------ Records for this task

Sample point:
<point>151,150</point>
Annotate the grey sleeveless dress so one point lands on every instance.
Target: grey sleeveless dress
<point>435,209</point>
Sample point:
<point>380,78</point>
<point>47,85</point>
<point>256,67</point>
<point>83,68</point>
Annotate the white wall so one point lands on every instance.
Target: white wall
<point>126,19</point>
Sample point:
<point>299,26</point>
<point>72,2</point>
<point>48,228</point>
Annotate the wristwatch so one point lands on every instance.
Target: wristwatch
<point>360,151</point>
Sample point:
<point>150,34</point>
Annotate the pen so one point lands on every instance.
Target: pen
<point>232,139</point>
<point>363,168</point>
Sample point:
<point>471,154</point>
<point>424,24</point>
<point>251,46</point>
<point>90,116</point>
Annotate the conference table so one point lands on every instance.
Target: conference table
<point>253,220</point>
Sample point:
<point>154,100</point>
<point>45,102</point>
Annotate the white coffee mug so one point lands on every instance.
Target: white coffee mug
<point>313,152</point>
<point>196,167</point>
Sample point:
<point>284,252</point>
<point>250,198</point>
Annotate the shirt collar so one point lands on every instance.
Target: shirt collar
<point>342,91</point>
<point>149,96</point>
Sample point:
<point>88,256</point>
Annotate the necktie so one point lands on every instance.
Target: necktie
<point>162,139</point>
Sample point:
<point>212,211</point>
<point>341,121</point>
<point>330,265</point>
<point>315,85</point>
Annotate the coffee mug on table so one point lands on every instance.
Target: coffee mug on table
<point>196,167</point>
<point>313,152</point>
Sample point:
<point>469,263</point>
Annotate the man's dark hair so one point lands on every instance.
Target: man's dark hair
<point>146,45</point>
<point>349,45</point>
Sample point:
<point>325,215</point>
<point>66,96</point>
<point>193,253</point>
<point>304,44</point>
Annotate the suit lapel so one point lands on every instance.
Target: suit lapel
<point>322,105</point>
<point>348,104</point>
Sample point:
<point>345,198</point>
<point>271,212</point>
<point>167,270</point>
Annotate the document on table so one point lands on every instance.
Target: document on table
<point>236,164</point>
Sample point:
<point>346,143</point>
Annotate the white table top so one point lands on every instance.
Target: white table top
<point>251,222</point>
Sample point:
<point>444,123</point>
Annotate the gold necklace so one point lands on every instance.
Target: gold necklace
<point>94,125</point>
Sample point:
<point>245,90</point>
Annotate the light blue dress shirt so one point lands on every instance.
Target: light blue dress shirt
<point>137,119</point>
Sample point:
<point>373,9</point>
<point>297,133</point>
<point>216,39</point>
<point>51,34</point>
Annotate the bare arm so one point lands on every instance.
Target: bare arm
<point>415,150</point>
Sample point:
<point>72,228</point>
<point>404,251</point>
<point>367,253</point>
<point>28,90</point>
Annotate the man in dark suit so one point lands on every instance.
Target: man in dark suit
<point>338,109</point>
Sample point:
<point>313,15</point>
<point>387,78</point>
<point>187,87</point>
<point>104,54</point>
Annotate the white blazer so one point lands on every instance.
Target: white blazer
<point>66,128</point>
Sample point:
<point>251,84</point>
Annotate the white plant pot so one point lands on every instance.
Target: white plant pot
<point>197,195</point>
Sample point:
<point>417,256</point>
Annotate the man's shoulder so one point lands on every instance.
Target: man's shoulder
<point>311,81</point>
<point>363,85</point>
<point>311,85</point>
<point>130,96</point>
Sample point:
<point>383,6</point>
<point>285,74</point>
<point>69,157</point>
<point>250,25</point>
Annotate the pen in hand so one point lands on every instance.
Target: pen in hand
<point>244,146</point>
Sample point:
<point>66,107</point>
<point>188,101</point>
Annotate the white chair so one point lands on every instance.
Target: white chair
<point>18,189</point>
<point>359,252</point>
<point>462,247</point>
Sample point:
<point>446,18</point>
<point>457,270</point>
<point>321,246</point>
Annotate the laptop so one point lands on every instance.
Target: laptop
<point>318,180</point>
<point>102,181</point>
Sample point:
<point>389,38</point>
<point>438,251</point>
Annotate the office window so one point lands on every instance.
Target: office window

------------

> **Exercise task**
Rewrite every line from the start of the records through the line containing "<point>360,151</point>", inclusive, requests included. Multiply each coordinate in the answer points by 1.6 and round it to a whole number, with halves rounding up; leave the sample points and the request lines as they are.

> **Solution for this task**
Sample point:
<point>151,150</point>
Annotate the grey sleeveless dress so one point lands on every instance.
Target: grey sleeveless dress
<point>696,334</point>
Sample point:
<point>380,78</point>
<point>47,85</point>
<point>256,67</point>
<point>83,68</point>
Annotate the white wall so one point lands on every instance.
Target: white wall
<point>202,30</point>
Sample point:
<point>299,26</point>
<point>72,2</point>
<point>48,228</point>
Annotate the wristwatch so one point lands on every instance.
Target: wristwatch
<point>576,242</point>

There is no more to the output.